## Description of the task
Copy every line of the records that contains the string "track", with case counting.
· · · ·
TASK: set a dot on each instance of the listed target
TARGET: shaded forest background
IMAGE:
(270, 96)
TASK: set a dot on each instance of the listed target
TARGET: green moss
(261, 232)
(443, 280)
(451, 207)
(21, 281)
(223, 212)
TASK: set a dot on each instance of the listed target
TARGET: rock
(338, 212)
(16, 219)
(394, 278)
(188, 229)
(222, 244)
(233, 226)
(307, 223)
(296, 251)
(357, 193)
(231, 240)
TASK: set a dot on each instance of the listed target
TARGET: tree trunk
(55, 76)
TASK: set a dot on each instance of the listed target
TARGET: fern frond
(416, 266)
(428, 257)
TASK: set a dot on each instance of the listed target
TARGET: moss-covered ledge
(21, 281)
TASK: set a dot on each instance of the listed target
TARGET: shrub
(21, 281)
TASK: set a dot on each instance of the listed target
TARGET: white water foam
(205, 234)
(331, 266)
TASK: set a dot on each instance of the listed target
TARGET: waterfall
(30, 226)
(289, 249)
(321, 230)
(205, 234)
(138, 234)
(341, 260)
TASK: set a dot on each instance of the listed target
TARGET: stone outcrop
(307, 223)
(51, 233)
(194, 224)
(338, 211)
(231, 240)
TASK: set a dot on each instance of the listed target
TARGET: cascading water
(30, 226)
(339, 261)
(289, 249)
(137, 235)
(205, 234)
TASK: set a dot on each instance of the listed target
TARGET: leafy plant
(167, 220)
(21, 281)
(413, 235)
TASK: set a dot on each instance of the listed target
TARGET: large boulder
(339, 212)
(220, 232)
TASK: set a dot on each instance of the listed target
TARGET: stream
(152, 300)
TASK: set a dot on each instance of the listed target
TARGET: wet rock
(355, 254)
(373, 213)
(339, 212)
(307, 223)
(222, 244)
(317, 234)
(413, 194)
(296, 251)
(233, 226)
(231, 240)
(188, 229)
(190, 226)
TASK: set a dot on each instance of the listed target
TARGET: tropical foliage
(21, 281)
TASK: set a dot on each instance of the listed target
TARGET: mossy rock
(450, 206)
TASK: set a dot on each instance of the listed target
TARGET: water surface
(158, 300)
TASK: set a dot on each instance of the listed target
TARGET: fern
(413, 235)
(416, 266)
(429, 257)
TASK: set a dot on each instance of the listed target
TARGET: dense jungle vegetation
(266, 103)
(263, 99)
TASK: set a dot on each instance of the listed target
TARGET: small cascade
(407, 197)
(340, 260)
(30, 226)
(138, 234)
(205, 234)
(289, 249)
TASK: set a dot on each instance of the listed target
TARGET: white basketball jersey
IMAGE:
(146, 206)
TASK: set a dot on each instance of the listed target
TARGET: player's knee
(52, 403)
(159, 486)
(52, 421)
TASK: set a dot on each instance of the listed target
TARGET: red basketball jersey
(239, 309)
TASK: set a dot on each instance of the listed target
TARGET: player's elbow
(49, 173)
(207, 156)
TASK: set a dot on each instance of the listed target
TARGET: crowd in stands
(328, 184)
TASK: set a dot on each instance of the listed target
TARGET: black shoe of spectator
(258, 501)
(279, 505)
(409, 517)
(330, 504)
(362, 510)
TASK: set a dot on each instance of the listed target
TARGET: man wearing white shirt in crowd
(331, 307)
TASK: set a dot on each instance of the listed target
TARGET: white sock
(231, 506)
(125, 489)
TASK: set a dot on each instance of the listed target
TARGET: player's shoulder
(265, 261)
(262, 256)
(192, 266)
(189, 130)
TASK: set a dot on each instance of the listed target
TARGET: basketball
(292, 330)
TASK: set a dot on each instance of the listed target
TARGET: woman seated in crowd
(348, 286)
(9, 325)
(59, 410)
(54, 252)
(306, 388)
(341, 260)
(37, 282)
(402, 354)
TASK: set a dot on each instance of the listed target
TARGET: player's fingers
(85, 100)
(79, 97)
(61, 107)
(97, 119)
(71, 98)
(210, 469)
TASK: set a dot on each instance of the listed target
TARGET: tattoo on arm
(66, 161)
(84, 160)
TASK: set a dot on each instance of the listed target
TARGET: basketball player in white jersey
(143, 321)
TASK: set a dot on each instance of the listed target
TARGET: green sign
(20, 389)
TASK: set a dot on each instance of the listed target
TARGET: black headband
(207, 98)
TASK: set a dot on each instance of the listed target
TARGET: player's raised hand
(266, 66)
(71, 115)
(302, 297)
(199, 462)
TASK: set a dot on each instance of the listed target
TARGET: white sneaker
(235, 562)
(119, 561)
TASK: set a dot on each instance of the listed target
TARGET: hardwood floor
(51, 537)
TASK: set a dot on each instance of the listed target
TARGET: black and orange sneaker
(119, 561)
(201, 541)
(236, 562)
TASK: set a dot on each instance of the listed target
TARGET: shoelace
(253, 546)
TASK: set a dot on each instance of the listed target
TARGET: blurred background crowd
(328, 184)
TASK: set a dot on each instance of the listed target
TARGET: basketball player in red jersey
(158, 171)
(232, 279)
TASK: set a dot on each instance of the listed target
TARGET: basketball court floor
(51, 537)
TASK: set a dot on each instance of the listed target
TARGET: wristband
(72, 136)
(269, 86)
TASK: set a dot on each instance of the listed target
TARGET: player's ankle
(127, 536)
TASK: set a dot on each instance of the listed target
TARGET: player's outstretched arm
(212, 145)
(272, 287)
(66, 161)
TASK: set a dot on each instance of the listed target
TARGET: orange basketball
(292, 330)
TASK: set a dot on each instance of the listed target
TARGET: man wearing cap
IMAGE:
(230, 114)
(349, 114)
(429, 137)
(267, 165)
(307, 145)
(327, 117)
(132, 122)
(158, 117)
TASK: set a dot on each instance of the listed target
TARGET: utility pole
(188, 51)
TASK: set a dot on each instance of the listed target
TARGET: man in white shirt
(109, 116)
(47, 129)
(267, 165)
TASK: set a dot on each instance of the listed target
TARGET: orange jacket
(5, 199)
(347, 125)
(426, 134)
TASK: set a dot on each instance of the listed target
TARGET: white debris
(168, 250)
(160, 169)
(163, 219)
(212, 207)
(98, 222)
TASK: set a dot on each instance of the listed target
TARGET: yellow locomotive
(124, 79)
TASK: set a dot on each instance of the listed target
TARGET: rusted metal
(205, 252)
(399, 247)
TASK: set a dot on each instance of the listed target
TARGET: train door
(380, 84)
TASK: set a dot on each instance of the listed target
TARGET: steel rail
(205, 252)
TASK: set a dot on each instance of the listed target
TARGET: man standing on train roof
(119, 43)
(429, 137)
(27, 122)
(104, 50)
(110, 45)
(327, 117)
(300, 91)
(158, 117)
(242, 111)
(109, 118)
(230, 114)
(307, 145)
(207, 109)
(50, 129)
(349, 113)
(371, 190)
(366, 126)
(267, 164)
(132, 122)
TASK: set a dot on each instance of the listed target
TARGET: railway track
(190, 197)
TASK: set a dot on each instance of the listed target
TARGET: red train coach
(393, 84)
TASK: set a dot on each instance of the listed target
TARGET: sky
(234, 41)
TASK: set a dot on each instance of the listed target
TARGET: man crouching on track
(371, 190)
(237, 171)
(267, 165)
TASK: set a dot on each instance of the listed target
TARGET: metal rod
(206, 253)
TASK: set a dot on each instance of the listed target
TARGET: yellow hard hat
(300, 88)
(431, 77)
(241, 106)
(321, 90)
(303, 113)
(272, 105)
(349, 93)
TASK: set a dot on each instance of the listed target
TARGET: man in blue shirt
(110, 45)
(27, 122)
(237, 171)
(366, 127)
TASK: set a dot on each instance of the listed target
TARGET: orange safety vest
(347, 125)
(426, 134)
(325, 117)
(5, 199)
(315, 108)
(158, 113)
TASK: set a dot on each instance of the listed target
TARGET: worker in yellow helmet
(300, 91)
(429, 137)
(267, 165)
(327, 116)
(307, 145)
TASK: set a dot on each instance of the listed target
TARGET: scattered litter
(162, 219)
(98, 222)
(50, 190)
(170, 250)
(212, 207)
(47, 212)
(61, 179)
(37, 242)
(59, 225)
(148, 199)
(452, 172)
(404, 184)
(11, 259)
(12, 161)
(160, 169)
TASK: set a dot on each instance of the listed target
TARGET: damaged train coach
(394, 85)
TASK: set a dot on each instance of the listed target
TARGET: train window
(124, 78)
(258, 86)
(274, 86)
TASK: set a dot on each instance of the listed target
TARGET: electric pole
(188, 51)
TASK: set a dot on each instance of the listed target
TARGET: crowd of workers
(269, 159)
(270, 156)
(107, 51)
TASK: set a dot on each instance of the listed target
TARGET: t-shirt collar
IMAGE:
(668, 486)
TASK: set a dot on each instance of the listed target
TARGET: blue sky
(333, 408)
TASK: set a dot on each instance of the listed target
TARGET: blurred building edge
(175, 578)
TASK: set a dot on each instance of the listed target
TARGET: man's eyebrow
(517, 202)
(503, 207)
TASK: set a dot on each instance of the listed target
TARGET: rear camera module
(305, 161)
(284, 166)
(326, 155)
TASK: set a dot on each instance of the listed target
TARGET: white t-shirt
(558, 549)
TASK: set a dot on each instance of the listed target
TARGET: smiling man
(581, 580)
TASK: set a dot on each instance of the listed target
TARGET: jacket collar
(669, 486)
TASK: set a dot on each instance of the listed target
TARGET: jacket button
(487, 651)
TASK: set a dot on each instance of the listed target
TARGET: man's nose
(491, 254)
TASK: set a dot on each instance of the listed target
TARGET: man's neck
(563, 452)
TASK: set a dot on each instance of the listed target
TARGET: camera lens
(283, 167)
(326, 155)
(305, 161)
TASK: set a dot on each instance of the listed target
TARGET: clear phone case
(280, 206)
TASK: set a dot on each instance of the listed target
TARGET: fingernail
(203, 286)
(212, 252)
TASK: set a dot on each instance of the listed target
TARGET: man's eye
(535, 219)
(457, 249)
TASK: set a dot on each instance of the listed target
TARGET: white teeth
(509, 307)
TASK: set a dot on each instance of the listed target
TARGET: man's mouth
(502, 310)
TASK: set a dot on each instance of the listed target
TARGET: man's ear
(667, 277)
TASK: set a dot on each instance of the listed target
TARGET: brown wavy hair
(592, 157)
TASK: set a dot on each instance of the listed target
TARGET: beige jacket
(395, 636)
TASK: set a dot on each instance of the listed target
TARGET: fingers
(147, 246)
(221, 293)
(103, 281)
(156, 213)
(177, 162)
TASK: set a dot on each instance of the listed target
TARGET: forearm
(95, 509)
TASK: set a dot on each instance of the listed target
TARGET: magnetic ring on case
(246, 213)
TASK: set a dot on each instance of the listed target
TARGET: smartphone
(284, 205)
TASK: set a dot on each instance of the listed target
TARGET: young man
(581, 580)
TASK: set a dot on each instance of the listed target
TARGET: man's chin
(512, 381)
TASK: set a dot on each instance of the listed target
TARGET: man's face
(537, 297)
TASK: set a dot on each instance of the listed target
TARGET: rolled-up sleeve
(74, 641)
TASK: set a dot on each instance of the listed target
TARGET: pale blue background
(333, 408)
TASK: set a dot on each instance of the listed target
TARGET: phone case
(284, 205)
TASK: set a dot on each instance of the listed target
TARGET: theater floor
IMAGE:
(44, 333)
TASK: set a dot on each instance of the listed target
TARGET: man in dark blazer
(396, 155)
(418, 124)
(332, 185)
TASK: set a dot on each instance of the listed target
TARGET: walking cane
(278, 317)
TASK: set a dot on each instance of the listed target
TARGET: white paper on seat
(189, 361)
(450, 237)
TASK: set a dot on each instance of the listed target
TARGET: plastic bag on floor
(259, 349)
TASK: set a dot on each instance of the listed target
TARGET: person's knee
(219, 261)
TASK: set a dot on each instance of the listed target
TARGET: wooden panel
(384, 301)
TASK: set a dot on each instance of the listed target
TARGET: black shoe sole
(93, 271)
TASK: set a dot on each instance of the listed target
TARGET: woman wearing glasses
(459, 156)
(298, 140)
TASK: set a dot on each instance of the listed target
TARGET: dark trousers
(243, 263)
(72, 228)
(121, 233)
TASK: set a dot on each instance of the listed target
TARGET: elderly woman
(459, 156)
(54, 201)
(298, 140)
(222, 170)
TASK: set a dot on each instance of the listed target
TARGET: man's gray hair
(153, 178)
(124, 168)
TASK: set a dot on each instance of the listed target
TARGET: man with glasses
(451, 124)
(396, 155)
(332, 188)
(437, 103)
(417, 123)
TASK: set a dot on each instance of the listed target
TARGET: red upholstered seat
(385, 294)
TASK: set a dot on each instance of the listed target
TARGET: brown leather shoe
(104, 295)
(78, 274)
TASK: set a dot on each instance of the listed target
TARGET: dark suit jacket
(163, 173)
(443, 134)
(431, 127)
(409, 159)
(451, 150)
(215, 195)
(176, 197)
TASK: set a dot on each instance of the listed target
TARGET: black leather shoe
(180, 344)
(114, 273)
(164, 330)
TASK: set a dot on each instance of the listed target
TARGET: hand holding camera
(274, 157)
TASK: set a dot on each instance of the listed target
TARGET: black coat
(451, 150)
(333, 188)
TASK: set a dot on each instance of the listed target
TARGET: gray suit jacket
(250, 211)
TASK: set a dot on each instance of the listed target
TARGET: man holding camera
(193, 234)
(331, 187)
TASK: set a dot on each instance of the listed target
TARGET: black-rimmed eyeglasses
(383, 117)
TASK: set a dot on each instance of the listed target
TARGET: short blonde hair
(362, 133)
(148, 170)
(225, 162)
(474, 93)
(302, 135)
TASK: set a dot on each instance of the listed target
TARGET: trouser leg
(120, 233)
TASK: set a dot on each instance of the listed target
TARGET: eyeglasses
· · · ·
## Response
TARGET: railway track
TARGET: man crouching on track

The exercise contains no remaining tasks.